GIVEN TASK A >> Recast the stretch of entries from their start through the line containing "[(292, 299), (348, 297), (250, 302), (188, 305)]" as a JSON list of strings, one string per line, with blank lines omitted and the pictures left out.

SOURCE >>
☆ ☆ ☆ ☆ ☆

100 Years, 100 Stories – April
100 Years, 100 Stories
April: Turning a Profit
Martha’s Vineyard’s proximity to major sea lanes and large summer population (a feature of Island life since the end of the Civil War) create unique business opportunities, but turning a profit on the Island also presents unique challenges. The Vineyard’s tiny year-round customer base, limited resources, and inability to compete with large mainland producers are significant challenges, and entrepreneurs’ responses to them have become part of Island culture.
1. Hard-wearing satinet cloth: the West Tisbury woolen mill’s signature product
Manufacturer: West Tisbury Mill
Date: 1859-1873
Reference: 2017.045.001
Wool was the Island’s first, longest-lived, and most profitable cash crop. Sheep adapted well to the rolling pasturelands of Edgartown, West Tisbury, and Chilmark, and an adult sheep could produce two pounds of salable wool each year. Processing wool was a labor-intensive, multi-step process, but one that individual farmers and families could easily adapt to their individual circumstances.
Fiber processing was socially coded as “women’s work,” and households with many female members might choose to clean, card, dye, spin, and weave the wool from their sheep themselves, using the family’s labor to create a more valuable product that would bring higher prices at market. Knitting stockings, mittens, caps, and other useful objects from purchased or homespun yarn was a major cottage industry on the Island well into the nineteenth century. Home weaving to produce wool cloth for market was less common, but also significant.
Households with fewer female members, or different economic priorities, could sell the wool from their sheep to local or mainland manufacturers. A fulling mill — where water-powered machines processed wool cloth to give it a smooth, even surface — existed in Chilmark by the late 1700s. The woolen mill in West Tisbury, converted from a grist mill by David Look after he bought it in 1809, mechanized the entire process: carding, spinning, and weaving. It operated for more than 60 years, producing woolen cloth like this satinet, before competition from larger mills on the mainland drove it out of business around 1873.
2. Harrison and Selina Vanderhoop selling Wampanoag crafts at Aquinnah Circle
Date: 1950s
Reference: 2021.041.012c
The Wampanoag inhabitants of Noepe participated, for thousands of years, in trade networks that stretched across southern New England. Cross-cultural trade expanded to include the English in 1602, and expanded further after exploration gave way to colonization in 1642. The Wampanoag entered into the expanding English-dominated economy as both producers and consumers.

☆ ☆ ☆ ☆ ☆

MATERIAL PROVIDED >>
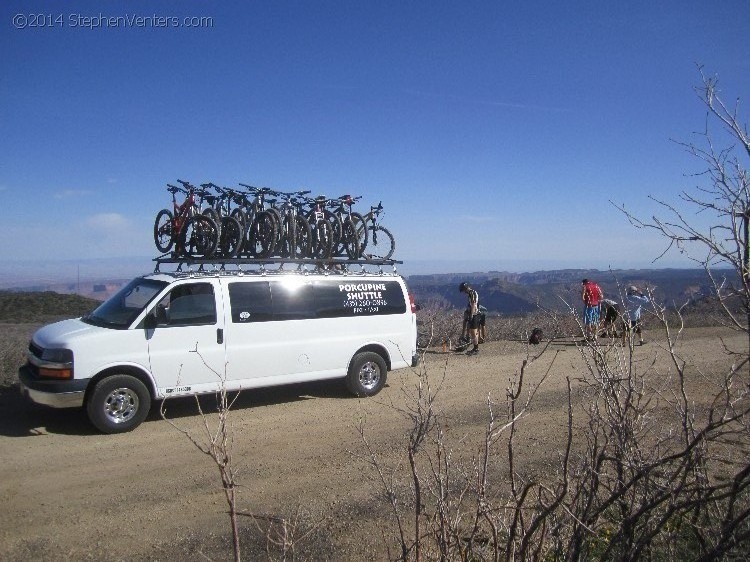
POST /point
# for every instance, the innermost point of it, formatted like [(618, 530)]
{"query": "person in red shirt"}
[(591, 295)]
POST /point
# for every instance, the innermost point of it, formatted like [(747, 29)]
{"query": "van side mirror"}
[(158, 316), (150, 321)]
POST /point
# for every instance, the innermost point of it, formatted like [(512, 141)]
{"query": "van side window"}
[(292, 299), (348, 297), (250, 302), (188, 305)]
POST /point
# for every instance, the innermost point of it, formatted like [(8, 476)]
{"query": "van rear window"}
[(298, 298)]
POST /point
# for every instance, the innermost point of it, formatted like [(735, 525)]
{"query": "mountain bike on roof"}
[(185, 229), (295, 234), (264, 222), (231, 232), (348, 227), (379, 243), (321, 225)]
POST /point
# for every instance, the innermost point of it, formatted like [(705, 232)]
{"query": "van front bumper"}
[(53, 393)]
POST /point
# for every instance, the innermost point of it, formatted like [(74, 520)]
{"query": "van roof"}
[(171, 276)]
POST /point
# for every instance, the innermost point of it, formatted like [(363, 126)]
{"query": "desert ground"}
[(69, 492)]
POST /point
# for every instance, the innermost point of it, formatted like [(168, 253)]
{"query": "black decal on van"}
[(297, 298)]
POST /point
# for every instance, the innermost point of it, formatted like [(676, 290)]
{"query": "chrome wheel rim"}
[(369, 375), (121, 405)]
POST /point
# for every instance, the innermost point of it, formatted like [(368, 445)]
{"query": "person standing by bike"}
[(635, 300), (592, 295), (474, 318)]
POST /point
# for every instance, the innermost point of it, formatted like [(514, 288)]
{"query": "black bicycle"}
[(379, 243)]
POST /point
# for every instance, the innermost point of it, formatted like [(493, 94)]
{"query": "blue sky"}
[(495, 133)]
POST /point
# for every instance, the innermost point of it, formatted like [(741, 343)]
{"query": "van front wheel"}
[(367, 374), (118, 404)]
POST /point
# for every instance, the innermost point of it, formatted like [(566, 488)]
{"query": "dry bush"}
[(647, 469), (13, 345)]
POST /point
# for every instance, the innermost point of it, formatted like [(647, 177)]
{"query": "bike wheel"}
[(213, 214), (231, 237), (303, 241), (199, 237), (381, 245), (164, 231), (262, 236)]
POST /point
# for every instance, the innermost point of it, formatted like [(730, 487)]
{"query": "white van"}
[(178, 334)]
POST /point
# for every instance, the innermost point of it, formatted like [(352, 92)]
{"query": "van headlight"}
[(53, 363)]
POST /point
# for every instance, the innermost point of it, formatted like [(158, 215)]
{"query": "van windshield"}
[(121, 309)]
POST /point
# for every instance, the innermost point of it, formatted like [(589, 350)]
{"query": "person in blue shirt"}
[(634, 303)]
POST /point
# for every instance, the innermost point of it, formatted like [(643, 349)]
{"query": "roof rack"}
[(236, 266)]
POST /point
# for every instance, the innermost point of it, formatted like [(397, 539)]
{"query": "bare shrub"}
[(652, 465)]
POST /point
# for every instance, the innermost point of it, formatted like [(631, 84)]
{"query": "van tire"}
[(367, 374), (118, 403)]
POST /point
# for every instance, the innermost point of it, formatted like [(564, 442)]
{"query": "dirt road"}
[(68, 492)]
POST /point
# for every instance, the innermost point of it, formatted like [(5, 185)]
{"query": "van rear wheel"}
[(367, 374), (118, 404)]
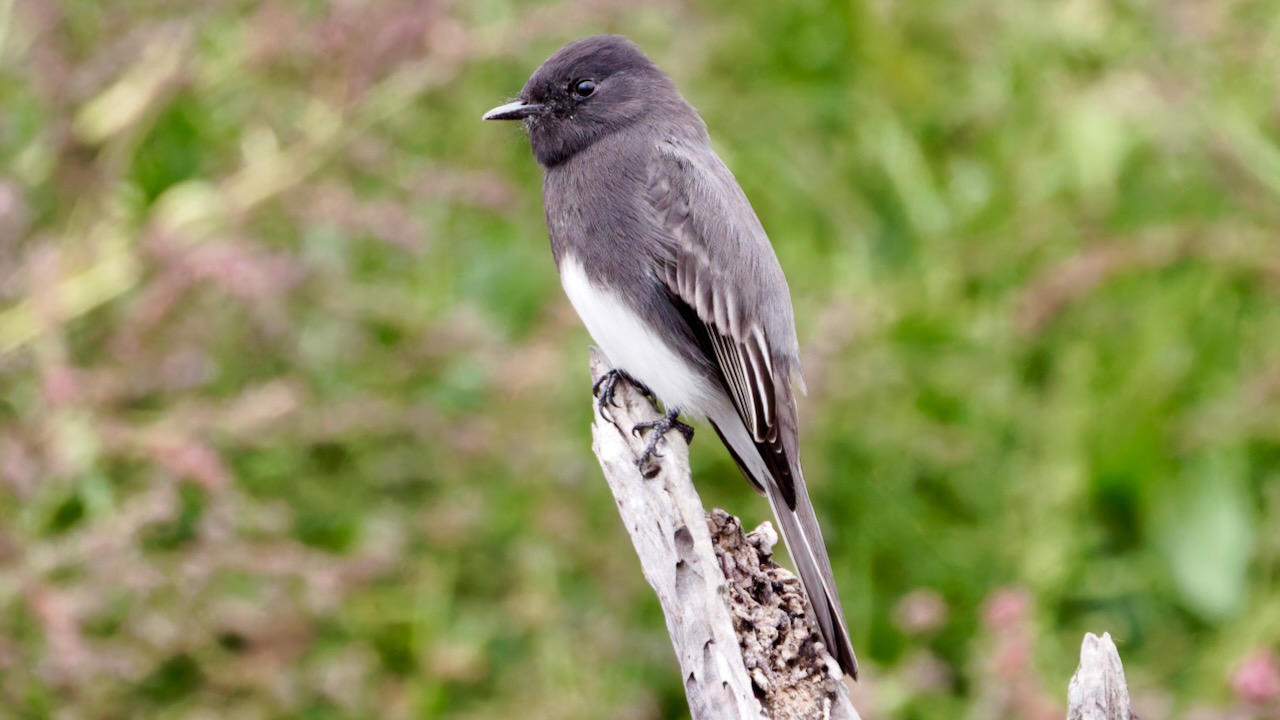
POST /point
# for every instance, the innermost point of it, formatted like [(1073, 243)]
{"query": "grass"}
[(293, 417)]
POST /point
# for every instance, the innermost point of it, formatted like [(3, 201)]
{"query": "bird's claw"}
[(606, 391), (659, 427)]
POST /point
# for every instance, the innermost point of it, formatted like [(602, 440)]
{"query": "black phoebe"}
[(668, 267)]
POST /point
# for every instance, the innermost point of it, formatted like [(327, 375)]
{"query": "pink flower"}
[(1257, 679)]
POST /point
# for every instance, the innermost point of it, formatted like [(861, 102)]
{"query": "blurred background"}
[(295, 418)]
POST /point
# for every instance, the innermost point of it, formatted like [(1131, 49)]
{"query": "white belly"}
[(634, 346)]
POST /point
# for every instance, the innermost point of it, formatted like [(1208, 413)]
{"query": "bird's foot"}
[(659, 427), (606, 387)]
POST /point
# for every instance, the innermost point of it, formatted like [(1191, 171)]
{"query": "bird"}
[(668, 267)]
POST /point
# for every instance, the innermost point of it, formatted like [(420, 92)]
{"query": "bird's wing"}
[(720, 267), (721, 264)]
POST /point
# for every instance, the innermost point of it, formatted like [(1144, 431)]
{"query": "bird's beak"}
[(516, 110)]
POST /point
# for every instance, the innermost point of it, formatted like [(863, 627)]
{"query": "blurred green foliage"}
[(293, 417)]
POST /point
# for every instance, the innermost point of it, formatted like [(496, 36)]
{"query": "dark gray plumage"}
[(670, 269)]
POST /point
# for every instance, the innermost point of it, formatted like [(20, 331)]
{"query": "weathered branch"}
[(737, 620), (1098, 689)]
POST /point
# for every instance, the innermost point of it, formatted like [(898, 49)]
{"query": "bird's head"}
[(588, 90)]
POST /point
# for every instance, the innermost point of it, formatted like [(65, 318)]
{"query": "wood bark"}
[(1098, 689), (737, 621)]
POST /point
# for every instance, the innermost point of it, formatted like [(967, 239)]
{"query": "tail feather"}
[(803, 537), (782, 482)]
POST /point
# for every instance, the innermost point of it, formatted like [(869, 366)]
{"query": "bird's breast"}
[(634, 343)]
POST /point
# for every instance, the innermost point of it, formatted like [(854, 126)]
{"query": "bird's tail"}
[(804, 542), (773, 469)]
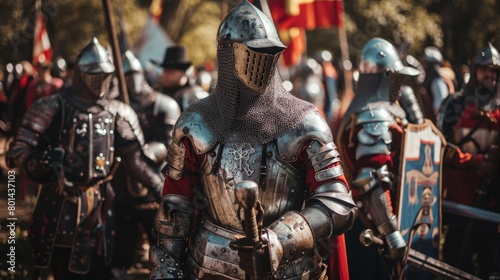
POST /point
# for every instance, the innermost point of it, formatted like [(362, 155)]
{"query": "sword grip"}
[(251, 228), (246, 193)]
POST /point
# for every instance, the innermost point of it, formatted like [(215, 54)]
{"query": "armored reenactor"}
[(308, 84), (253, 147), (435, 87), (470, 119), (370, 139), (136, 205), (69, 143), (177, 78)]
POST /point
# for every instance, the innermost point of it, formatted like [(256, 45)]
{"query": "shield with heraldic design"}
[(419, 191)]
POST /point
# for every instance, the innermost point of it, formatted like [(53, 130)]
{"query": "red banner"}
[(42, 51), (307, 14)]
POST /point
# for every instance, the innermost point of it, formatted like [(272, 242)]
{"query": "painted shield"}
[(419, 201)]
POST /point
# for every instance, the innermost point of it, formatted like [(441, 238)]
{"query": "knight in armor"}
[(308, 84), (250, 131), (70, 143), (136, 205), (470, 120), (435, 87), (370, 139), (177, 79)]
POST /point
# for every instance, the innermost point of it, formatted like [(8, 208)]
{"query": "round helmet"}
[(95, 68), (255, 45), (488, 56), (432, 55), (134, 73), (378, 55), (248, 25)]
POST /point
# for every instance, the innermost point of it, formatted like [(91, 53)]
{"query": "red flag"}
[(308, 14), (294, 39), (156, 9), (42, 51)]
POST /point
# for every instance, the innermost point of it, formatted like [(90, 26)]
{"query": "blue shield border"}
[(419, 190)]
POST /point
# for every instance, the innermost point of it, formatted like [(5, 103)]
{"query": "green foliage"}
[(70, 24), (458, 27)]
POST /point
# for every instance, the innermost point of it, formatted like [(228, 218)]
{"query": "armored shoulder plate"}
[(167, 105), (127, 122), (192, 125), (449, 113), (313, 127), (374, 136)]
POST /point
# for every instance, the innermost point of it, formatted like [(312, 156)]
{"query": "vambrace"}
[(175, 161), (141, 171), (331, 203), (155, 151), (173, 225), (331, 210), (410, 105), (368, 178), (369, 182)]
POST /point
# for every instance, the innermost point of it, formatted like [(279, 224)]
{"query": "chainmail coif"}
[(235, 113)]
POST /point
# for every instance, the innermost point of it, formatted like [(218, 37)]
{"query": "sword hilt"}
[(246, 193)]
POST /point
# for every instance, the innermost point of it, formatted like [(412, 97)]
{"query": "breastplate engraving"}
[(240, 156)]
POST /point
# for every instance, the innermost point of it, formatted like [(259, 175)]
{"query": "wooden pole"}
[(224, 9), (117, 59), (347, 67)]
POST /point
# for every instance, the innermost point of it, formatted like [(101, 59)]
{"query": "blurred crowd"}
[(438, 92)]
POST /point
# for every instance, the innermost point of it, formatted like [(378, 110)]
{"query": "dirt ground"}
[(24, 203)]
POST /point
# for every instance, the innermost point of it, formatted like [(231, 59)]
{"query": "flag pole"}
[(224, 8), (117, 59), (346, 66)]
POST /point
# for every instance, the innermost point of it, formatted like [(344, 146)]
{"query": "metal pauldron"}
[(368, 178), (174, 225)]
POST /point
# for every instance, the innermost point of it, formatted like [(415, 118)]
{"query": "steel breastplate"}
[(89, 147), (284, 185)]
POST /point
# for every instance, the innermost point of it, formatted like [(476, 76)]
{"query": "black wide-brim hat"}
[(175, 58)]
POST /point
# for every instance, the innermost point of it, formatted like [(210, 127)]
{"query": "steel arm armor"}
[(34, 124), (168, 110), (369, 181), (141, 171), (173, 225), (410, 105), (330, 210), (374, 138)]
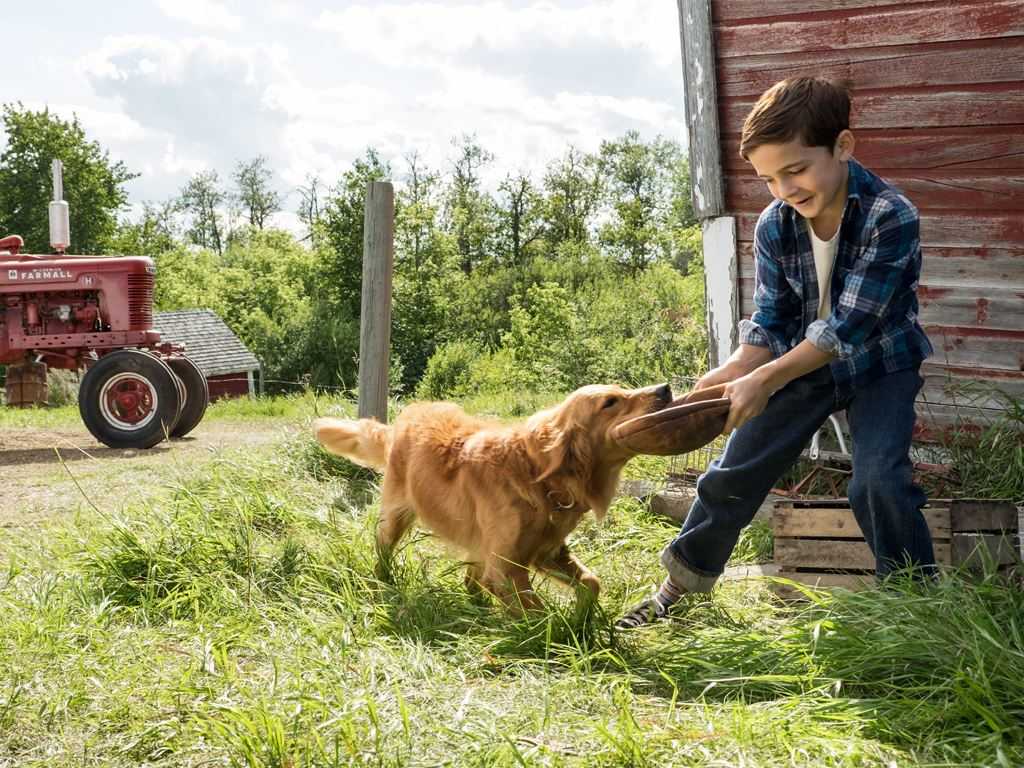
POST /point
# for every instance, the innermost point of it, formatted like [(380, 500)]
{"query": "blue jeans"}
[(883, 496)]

☆ ☆ ☆ ☆ ☆

GIVEN TASK B >> Continue the piece on turning a profit on Martha's Vineyard from the point at which it stops.

TASK RESPONSE A >>
[
  "POST /point",
  "# for every instance, the innermost point of it, formatted like [(618, 530)]",
  "{\"query\": \"person in red shirt\"}",
  "[(591, 295)]",
  "POST /point",
  "# for every instance, the innermost point of it, formatted like [(747, 29)]",
  "{\"query\": \"van side mirror\"}",
  "[(158, 316), (150, 321)]",
  "POST /point",
  "# for every instance, the innermost point of it, formatted like [(512, 141)]",
  "{\"query\": \"van side window\"}",
  "[(292, 299), (348, 297), (250, 302), (188, 305)]"
]

TASK RESPONSE B >>
The rise of the summer tourist economy, and the construction of a steamer landing at Gay Head in 1883, provided the Wampanoag with a new business opportunity. Steamboat companies advertised day excursions to Gay Head as an opportunity to encounter the exotic: a lighthouse, clay cliffs, and a genuine “Indian village.” The Wampanoag responded by selling the outsiders refreshments, ox-cart rides, and traditional crafts: dolls, beaded jewelry, and pottery made from the clay of the cliffs. Like the tourist shops in Oak Bluffs and Edgartown, the stands at Gay Head were a seasonal venture that supplemented the owners’ off-season income from other ventures.
Steamer excursions to Gay Head ended around World War I, but car and bus tourism increased after State Road was paved in the 1920s, and the Wampanoag continued to cater to visitors who came in search of the exotic. Today, the six seasonal shops that flank the path leading to the cliff-top overlook are leased to Wampanoag tribal members by the tribe or the Town of Aquinnah.
3. Clay pigments from King’s Paint Mill in Chilmark tinted the houses of southern New England
Date: 1875-1885
Reference: 2014.011.002
The glaciers that formed Martha’s Vineyard left behind thick deposits of clay that lined the north shore of the Island from Gay Head to Makonikey. Over the course of the nineteenth century, multiple companies were formed, on- and off-Island, to exploit those deposits. Some hired local laborers to dig local clay in bulk, then exported it to factories built on the mainland to be made into bricks. Others attempted to carry out both mining and manufacturing on the Island.
King’s Paint Mill, located just north of Roaring Brook on the Chilmark shore, took the second approach. Local workers dug clay from the deposits in the hill behind the factory and carried it to covered sheds where it was spread on wooden tables to air dry. Once dry, the clay was separated by color — red, yellow, blue, black, white, and ochre — and ground into a fine powder by mills powered first by water wheels and then by steam. The powder was packed into barrels and loaded onto schooners that docked at the mill’s deep-water wharf in Vineyard Sound. Mainland hardware stores bought it and resold it to customers who mixed it with a base, such as linseed oil, to make paint.
The Paint Mill, along with the Satinet Mill in West Tisbury and the brickyard at Roaring Brook in Chilmark, was one of the Island’s premier manufacturing businesses. Like them, it enjoyed success in the mid-nineteenth century, but was out of business by the early 1880s.
4. The signature product of the Roaring Brook brickyard awaits shipment to the mainland
Date: 1906
Reference: RU 465
Like the Paint Mill, a little further north along the Chilmark shore, the brickyard at Roaring Brook was a factory, built to turn local raw materials into salable finished goods. Its location offered four critical advantages in one place: thick seams of clay for raw material, abundant wood to fuel the furnaces, a fast-flowing stream to power the machinery, and inshore waters deep enough for schooners to dock and carry the bricks to market.
The early history of the brickyard is hazy, but it was well-established by the 1850s. In its mid-century heyday, it produced 80-100,000 bricks a year. Some may have been used in on-Island projects such as the Dukes County Courthouse and Edgartown National Bank, or in the hearths and chimneys of local houses. Inferior bricks, given away (or sold cheap) to local residents, built three brick barns on nearby Chilmark farms. The majority of the brickyard’s output was expired to the mainland, however, used to build mills in New Bedford and Fall River and, it’s said, upscale apartment buildings in Providence and Boston.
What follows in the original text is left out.